*PASSAGE SHOWN*.
Array of structures can be created. The index number should be specified immediately after the structure variable. For example, the statement
employee emp[50] ;
will create a array of structure employee.
To access the first array member, you can say emp[0].empid
The following program implements a structure point with x and y co-ordinates.
#include<iostream.h>
#include<conio.h>
# include<math.h>
struct point
{ int x,y;
} p1,p2;
void main()
{
int s;
cout<< “Enter the co-ordinates for first co-ordinate” ;
cin>> p1.x>>p1.y;
cout<<”enter the co-ordinates for second co-ordinate”;
cin>>p2.x>>p2.y;
s=sqrt(((p2.y-p1.y)*(p2.y-p1.y))+((p2.x-p1.x)*(p2.x-p1.x))) ;
cout<<endl<<”the distance between the two points is”<<s;
getch();
}
In the above program we have defined a structure point which stores x and y co-ordinates of the point. Along with the declaration we have also created two point variables p1 and p2. This is a way to create variables along with the structure decalaration. This can be a separate statement also as discussed earlier. The program accepts two points from the user and displays the distance between them.

*DATASET EXTRACT*.
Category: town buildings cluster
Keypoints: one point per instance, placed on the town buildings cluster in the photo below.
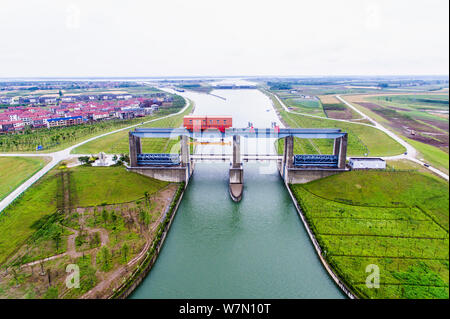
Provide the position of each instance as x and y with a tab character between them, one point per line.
49	111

*INSTRUCTIONS FOR THE TASK*. Reproduce the entire passage above on arrays of structures and the point-distance program, word for word.

*TASK OUTPUT*.
Array of structures can be created. The index number should be specified immediately after the structure variable. For example, the statement
employee emp[50] ;
will create a array of structure employee.
To access the first array member, you can say emp[0].empid
The following program implements a structure point with x and y co-ordinates.
#include<iostream.h>
#include<conio.h>
# include<math.h>
struct point
{ int x,y;
} p1,p2;
void main()
{
int s;
cout<< “Enter the co-ordinates for first co-ordinate” ;
cin>> p1.x>>p1.y;
cout<<”enter the co-ordinates for second co-ordinate”;
cin>>p2.x>>p2.y;
s=sqrt(((p2.y-p1.y)*(p2.y-p1.y))+((p2.x-p1.x)*(p2.x-p1.x))) ;
cout<<endl<<”the distance between the two points is”<<s;
getch();
}
In the above program we have defined a structure point which stores x and y co-ordinates of the point. Along with the declaration we have also created two point variables p1 and p2. This is a way to create variables along with the structure decalaration. This can be a separate statement also as discussed earlier. The program accepts two points from the user and displays the distance between them.